■ TASK GOAL: Can you set out every line of the items below as a numbered list, skipping blank lines and leaving the pictures out?

-- Start SUPPLIED ENTRIES --

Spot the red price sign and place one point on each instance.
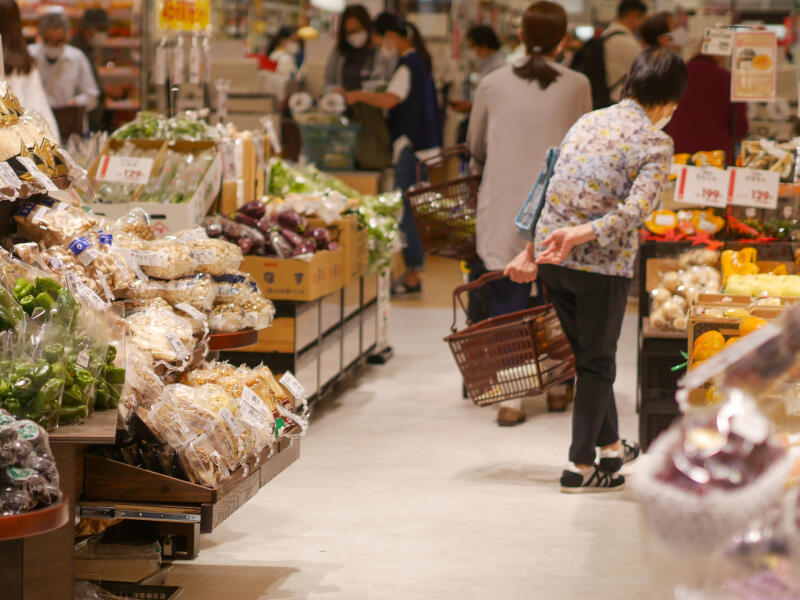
(702, 186)
(752, 187)
(124, 169)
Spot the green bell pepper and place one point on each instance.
(27, 303)
(22, 288)
(49, 286)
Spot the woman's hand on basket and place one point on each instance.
(561, 242)
(522, 268)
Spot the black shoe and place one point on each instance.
(401, 288)
(592, 481)
(628, 453)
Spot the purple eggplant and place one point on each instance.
(264, 225)
(246, 219)
(246, 244)
(294, 238)
(291, 220)
(321, 236)
(307, 247)
(280, 245)
(254, 209)
(232, 230)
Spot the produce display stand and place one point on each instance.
(15, 530)
(320, 341)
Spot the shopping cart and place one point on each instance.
(516, 355)
(445, 212)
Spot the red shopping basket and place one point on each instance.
(512, 356)
(445, 212)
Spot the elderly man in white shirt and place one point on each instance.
(65, 70)
(621, 45)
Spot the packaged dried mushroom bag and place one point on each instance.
(166, 335)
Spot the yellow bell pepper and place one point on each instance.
(742, 262)
(662, 221)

-- End SUPPLIED ENTRIES --

■ EXPECTED ANSWER:
1. Spot the red price sign and place one point on each instance.
2. (702, 186)
3. (752, 187)
4. (124, 169)
5. Spot the green bell pepper and place one point on each instance.
6. (27, 303)
7. (22, 288)
8. (49, 286)
9. Spot the woman's hand on basket and place one point on each instance.
10. (561, 242)
11. (522, 268)
12. Spot the black shoe and place one point on each instance.
13. (401, 288)
14. (592, 481)
15. (628, 453)
16. Spot the purple eggplant and place one point on each instance.
17. (264, 225)
18. (246, 219)
19. (246, 244)
20. (294, 238)
21. (291, 220)
22. (321, 236)
23. (307, 247)
24. (280, 245)
25. (254, 209)
26. (232, 230)
27. Spot the produce display stand and place one point on each instance.
28. (15, 530)
29. (320, 341)
30. Spot the shopping cart and place one point on each instance.
31. (516, 355)
32. (445, 212)
33. Spot the red shopping basket and place one point on each instance.
34. (512, 356)
35. (445, 212)
36. Spot the elderly man in white shirt and place one point on each instance.
37. (65, 70)
38. (621, 45)
39. Spot the packaged dried mushroom bag and place one point on each instance.
40. (166, 335)
41. Spot the yellow bell pepper and place one point on each instance.
42. (742, 262)
43. (662, 221)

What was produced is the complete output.